The problem -> Please make an exact transcription of all the data that follows.
+===+
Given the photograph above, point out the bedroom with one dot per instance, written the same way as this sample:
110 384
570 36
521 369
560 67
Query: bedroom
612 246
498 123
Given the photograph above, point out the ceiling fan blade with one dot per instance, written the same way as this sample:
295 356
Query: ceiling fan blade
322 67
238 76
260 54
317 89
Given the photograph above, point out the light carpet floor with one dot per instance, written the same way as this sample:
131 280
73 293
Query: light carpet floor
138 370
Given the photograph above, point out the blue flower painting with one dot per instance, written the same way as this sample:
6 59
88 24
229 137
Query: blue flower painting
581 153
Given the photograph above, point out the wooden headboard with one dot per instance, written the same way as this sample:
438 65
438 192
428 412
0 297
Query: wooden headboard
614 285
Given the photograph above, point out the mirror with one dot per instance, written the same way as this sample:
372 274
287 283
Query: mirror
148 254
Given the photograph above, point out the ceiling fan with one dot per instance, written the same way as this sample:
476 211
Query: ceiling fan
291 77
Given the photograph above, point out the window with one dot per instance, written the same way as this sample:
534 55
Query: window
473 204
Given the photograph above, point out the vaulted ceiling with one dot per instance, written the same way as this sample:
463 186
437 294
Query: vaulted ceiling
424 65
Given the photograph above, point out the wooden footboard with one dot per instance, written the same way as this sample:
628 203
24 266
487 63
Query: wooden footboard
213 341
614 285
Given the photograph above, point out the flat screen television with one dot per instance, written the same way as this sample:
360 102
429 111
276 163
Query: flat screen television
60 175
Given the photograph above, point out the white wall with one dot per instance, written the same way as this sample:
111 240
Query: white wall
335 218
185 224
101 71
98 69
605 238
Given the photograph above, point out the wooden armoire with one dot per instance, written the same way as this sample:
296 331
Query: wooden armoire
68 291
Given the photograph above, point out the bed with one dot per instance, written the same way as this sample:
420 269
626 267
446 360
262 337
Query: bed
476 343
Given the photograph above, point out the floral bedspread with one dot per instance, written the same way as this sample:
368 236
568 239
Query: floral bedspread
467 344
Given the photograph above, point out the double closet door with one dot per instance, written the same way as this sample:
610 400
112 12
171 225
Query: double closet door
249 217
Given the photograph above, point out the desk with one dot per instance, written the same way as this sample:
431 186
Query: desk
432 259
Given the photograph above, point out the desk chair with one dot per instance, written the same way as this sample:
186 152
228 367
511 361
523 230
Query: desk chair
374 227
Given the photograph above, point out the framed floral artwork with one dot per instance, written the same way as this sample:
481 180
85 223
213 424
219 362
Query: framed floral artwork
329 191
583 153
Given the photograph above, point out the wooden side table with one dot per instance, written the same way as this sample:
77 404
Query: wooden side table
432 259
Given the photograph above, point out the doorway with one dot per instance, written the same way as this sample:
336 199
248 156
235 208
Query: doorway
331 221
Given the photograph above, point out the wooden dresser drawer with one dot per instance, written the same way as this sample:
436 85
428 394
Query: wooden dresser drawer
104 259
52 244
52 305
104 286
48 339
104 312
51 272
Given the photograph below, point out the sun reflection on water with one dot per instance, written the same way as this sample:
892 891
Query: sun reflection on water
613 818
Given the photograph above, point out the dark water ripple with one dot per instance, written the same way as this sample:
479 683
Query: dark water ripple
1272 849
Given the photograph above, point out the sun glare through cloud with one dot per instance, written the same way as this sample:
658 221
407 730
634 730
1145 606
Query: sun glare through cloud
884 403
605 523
+===+
Task solution ->
Given the photograph above, point out the bedroom with one dot per instance, written the same way as this sample:
110 384
570 36
521 369
560 67
Query: bedroom
612 246
498 123
Given the photograph above, point out the ceiling fan blade with one dot per instance, written the same way as this sample:
295 356
Query: ceiling fan blade
322 67
238 76
260 54
317 89
Given the photograph above, point out the light carpet floor with one dot per instance, written the same way as this sample:
131 280
73 293
Query: light carpet floor
138 370
Given the photograph above, point out the blue flower painting with one dot per instance, written the same way as this sample:
6 59
88 24
229 137
Query: blue flower painting
581 153
Given the photograph above, point out the wooden headboard with one dot per instance, written the same way as this sample:
438 65
438 192
428 412
0 297
Query: wooden headboard
614 285
Given the photograph above, point out the mirror with one dot per instance, written the same way as this sample:
372 274
287 283
Query: mirror
148 254
Given the photograph above, point out the ceiling fan with one dot per instance, written the same way as this sample:
476 211
Query: ceiling fan
291 77
Given the photograph above, point out the window with one dot per instance, written the same way as this sample:
534 55
Query: window
473 204
Given the photograph above, point out the vaulted ceiling with one dot per instance, written the same way as this sample:
463 186
437 294
Query: vaulted ceiling
424 65
Given the photograph above, point out the wooden footboard with one dot per instance, written the same way as this sample:
628 203
24 266
487 63
Query: wooden footboard
213 341
614 285
Given the photograph above, point out the flat screen television with one dot per instance, written the same way as this sample:
360 102
429 111
276 163
Query: flat screen television
60 175
Given the photograph above, point out the white wall with one dot per instance, written the same way as this sample:
111 240
Query: white wall
335 218
185 224
101 71
98 69
605 238
Given the photograph above, point out the wooden armoire with one dot per instance, written the same way as this sample:
296 331
Query: wooden armoire
68 291
Given the photograph above, point out the bed with one dot per instance, written the same way as this sample:
420 269
626 267
446 360
262 337
Query: bed
476 343
Given the photograph above, point out the floral bedspread with one dot per instance, written the same way as this sample:
368 236
568 239
Query: floral bedspread
467 344
Given the photograph above, point out the double closet door with one dot per instance, written the same way as this sample:
610 400
112 12
171 225
Query: double closet door
249 217
Given the photograph above, point out the desk with one dot per instance, written the same way as this sample:
431 186
Query: desk
432 259
Given the photograph above, point out the desk chair with one dot per instance, written the same way as this sample:
186 152
228 367
511 361
523 230
Query: desk chair
374 227
Given the photograph above, point out the framed floral artwork with one dot per instance, written the same way as this sample:
481 180
85 223
213 424
219 362
Query: framed floral artwork
329 191
583 153
Given the photograph above, point out the wooden side table with one dot per instance, written the same way as this sample:
77 404
Query: wooden side table
432 259
Given the photograph above, point out the doorway with one dot per instance, written the same way as this sample:
336 199
248 156
235 208
Query: doorway
331 221
Given the photograph above, point out the wooden dresser drawer with one dot per instance, written the same way as this sample:
436 85
428 394
Query: wooden dresser drawer
104 259
52 244
52 305
104 286
48 339
104 312
51 272
Given the photograph below, point out the sun reflection on water with one dot per instance, written the same way as this sample:
892 891
Query: sun reflection on water
613 818
Given the photograph above, point out the dark water ripple with one dot per instance, written the same way as this sample:
479 683
Query: dark water ripple
1272 849
Given the photograph above, point out the sun glare through cloud with one dot per instance, written the same way as this sample:
658 221
407 730
634 730
1145 606
Query: sun glare through cloud
884 403
605 523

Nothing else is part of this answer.